-- Extrait de page --
━━━━━━━━

Notice
« Les Noirs veulent plus que les Blancs : voilà le cœur d’un problème insoluble, ou soluble seulement avec la dissolution de cette société blanche. Aussi les Blancs qui veulent sortir de leur propre esclavage doivent rallier d’abord la révolte noire, non comme affirmation de couleur évidemment, mais comme refus universel de la marchandise, et finalement de l’État. Le décalage économique et psychologique des Noirs par rapport aux Blancs leur permet de voir ce qu’est le consommateur blanc, et le juste mépris qu’ils ont du Blanc devient mépris de tout consommateur passif. Les Blancs qui, eux aussi, rejettent ce rôle n’ont de chance qu’en unifiant toujours plus leur lutte à celle des Noirs, en en trouvant eux-mêmes et en en soutenant jusqu’au bout les raisons cohérentes. »
Guy Debord, Le Déclin et la Chute de l’économie spectaculaire-marchande (brochure de 1966 sur les émeutes de Los Angeles de 1965)

━━━━━━━━

-- Données d'entrée --
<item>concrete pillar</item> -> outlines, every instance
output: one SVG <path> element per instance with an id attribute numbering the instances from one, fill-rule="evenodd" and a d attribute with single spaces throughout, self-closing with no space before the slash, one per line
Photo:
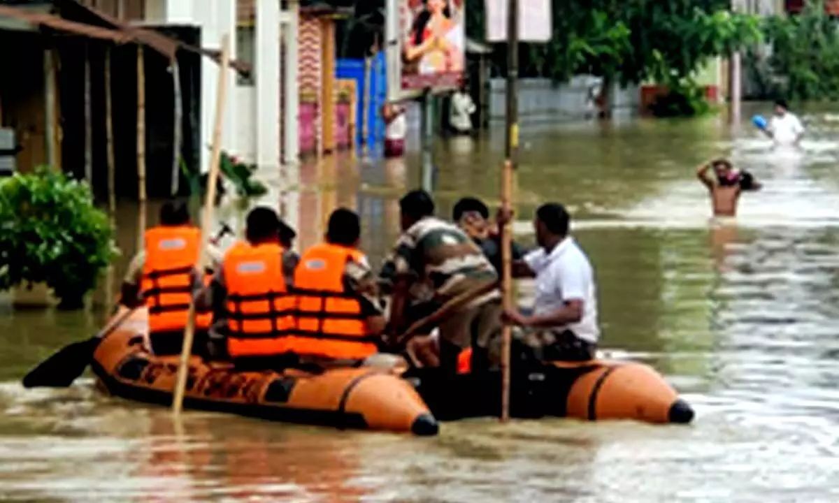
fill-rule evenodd
<path id="1" fill-rule="evenodd" d="M 300 114 L 300 94 L 298 92 L 298 44 L 300 32 L 300 4 L 298 0 L 289 0 L 285 13 L 286 23 L 283 34 L 285 37 L 285 75 L 283 92 L 285 93 L 285 117 L 283 123 L 285 131 L 284 152 L 285 164 L 294 166 L 300 160 L 300 143 L 298 115 Z"/>
<path id="2" fill-rule="evenodd" d="M 320 19 L 320 123 L 323 153 L 335 150 L 335 21 Z"/>
<path id="3" fill-rule="evenodd" d="M 279 1 L 256 3 L 256 162 L 260 178 L 274 179 L 280 164 Z"/>
<path id="4" fill-rule="evenodd" d="M 182 15 L 178 5 L 183 0 L 171 0 L 172 14 Z M 188 3 L 192 3 L 191 2 Z M 230 36 L 231 57 L 236 58 L 236 0 L 213 0 L 212 2 L 195 2 L 193 5 L 191 24 L 201 27 L 201 47 L 221 49 L 220 44 L 224 34 Z M 168 7 L 168 6 L 167 6 Z M 178 8 L 177 10 L 175 8 Z M 169 22 L 173 22 L 169 20 Z M 210 168 L 210 148 L 212 143 L 213 124 L 216 120 L 216 96 L 218 86 L 217 63 L 209 58 L 201 59 L 201 144 L 199 149 L 201 172 L 206 173 Z M 225 101 L 224 121 L 221 127 L 221 148 L 232 151 L 236 138 L 236 72 L 227 75 L 227 92 Z M 258 72 L 258 70 L 257 70 Z"/>

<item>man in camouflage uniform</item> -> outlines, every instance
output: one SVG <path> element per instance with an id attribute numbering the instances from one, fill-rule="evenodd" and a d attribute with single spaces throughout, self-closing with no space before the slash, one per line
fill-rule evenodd
<path id="1" fill-rule="evenodd" d="M 494 283 L 495 268 L 462 230 L 434 216 L 428 193 L 414 190 L 399 200 L 402 236 L 386 261 L 383 276 L 393 276 L 390 321 L 386 330 L 397 335 L 409 320 L 409 301 L 428 303 L 430 313 L 461 293 Z M 473 370 L 494 366 L 501 360 L 501 293 L 498 288 L 477 297 L 440 322 L 440 367 L 456 371 L 457 357 L 472 346 Z M 417 316 L 419 317 L 419 316 Z"/>

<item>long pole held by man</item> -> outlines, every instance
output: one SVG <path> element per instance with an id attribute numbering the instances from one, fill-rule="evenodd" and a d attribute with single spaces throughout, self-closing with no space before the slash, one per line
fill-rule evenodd
<path id="1" fill-rule="evenodd" d="M 224 103 L 227 92 L 227 71 L 230 64 L 230 35 L 221 38 L 221 59 L 218 70 L 218 89 L 216 96 L 216 123 L 212 132 L 212 153 L 210 158 L 210 176 L 207 178 L 207 193 L 201 215 L 201 246 L 199 248 L 198 269 L 204 270 L 206 262 L 207 241 L 212 229 L 213 201 L 216 200 L 216 185 L 218 179 L 219 162 L 221 157 L 221 124 L 224 116 Z M 192 340 L 195 334 L 195 302 L 190 302 L 190 314 L 184 330 L 184 345 L 180 351 L 178 365 L 178 379 L 175 381 L 172 412 L 180 414 L 184 404 L 184 392 L 186 387 L 186 376 L 189 373 L 190 356 L 192 353 Z"/>
<path id="2" fill-rule="evenodd" d="M 519 0 L 508 0 L 507 25 L 507 160 L 501 177 L 501 205 L 508 215 L 513 207 L 513 179 L 519 163 Z M 508 220 L 508 219 L 507 219 Z M 502 229 L 501 291 L 503 294 L 505 310 L 513 309 L 513 241 L 510 222 L 505 221 Z M 512 327 L 505 324 L 502 332 L 501 357 L 501 421 L 510 417 L 510 345 Z"/>

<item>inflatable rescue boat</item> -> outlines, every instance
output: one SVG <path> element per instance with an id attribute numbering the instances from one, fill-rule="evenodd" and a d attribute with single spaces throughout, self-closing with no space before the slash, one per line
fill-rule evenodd
<path id="1" fill-rule="evenodd" d="M 91 366 L 112 395 L 169 405 L 180 356 L 156 356 L 143 348 L 147 314 L 137 309 L 107 335 Z M 230 364 L 199 356 L 190 358 L 189 369 L 185 408 L 417 435 L 435 435 L 439 430 L 411 384 L 385 369 L 334 369 L 317 375 L 297 370 L 236 371 Z"/>
<path id="2" fill-rule="evenodd" d="M 120 314 L 117 314 L 117 316 Z M 107 335 L 93 355 L 101 387 L 112 395 L 168 405 L 178 356 L 149 353 L 147 312 L 138 309 Z M 237 371 L 192 356 L 184 407 L 269 420 L 435 435 L 438 420 L 498 416 L 500 373 L 441 376 L 435 369 L 347 368 Z M 649 366 L 595 360 L 513 363 L 510 414 L 687 423 L 693 411 Z M 526 369 L 517 370 L 517 369 Z"/>

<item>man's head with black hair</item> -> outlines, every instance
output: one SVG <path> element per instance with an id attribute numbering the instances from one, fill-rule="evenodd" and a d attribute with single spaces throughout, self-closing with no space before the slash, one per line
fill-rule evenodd
<path id="1" fill-rule="evenodd" d="M 463 231 L 476 240 L 487 237 L 489 231 L 489 208 L 481 200 L 465 197 L 455 203 L 452 219 Z"/>
<path id="2" fill-rule="evenodd" d="M 338 208 L 329 215 L 326 241 L 333 245 L 356 247 L 361 239 L 362 225 L 355 211 Z"/>
<path id="3" fill-rule="evenodd" d="M 160 225 L 167 227 L 185 226 L 190 223 L 190 208 L 186 201 L 169 200 L 160 208 Z"/>
<path id="4" fill-rule="evenodd" d="M 784 98 L 775 100 L 775 115 L 782 117 L 789 111 L 789 104 Z"/>
<path id="5" fill-rule="evenodd" d="M 434 200 L 425 190 L 411 190 L 399 200 L 399 224 L 403 231 L 433 215 Z"/>
<path id="6" fill-rule="evenodd" d="M 474 197 L 464 197 L 455 203 L 455 208 L 451 211 L 451 218 L 457 222 L 466 213 L 476 213 L 485 220 L 489 218 L 489 208 L 481 200 Z"/>
<path id="7" fill-rule="evenodd" d="M 245 224 L 245 237 L 252 245 L 279 242 L 279 217 L 271 208 L 258 206 L 251 210 Z"/>
<path id="8" fill-rule="evenodd" d="M 559 203 L 542 205 L 536 210 L 536 242 L 539 246 L 552 248 L 568 236 L 571 216 L 565 206 Z"/>

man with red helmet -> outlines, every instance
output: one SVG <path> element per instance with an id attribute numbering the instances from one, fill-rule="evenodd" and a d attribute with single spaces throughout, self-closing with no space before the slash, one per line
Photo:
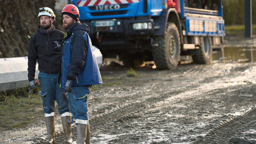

━━━━━━━━

-- Exercice court 1 --
D'après l'extrait de page, sur quels événements porte la brochure de 1966 dont provient la citation ?
-- Exercice court 2 --
Retranscrivez à l'identique les rangées, depuis leur tout début jusqu'à la ligne contenant « 182 15 L 178 », celle-ci incluse. Omettez les images dans votre réponse.

-- Réponse rédigée 1 --
Sur les émeutes de Los Angeles de 1965.

-- Réponse rédigée 2 --
<item>concrete pillar</item> -> outlines, every instance
output: one SVG <path> element per instance with an id attribute numbering the instances from one, fill-rule="evenodd" and a d attribute with single spaces throughout, self-closing with no space before the slash, one per line
Photo:
fill-rule evenodd
<path id="1" fill-rule="evenodd" d="M 300 114 L 300 94 L 298 92 L 298 44 L 300 32 L 300 4 L 298 0 L 289 0 L 285 13 L 286 23 L 283 34 L 285 37 L 285 75 L 283 92 L 285 93 L 285 117 L 283 123 L 285 131 L 284 152 L 285 164 L 294 166 L 300 160 L 300 143 L 298 115 Z"/>
<path id="2" fill-rule="evenodd" d="M 320 19 L 320 123 L 323 153 L 335 150 L 335 21 Z"/>
<path id="3" fill-rule="evenodd" d="M 279 1 L 256 3 L 256 162 L 260 178 L 274 179 L 280 164 Z"/>
<path id="4" fill-rule="evenodd" d="M 182 15 L 178 5 L 183 0 L 171 0 L 172 14 Z M 188 3 L 192 3 L 191 2 Z M 230 36 L 231 57 L 236 58 L 236 0 L 213 0 L 212 2 L 195 2 L 193 5 L 191 24 L 201 27 L 201 47 L 221 49 L 220 44 L 224 34 Z M 168 7 L 168 6 L 167 6 Z M 178 8 L 177 10 L 175 8 Z M 169 22 L 173 22 L 169 20 Z M 210 168 L 210 148 L 212 143 L 213 124 L 216 120 L 216 96 L 218 86 L 217 63 L 209 58 L 201 59 L 201 144 L 199 149 L 201 172 L 206 173 Z M 225 101 L 224 121 L 221 127 L 221 148 L 232 151 L 236 138 L 236 72 L 227 75 L 227 92 Z M 258 72 L 258 70 L 257 70 Z"/>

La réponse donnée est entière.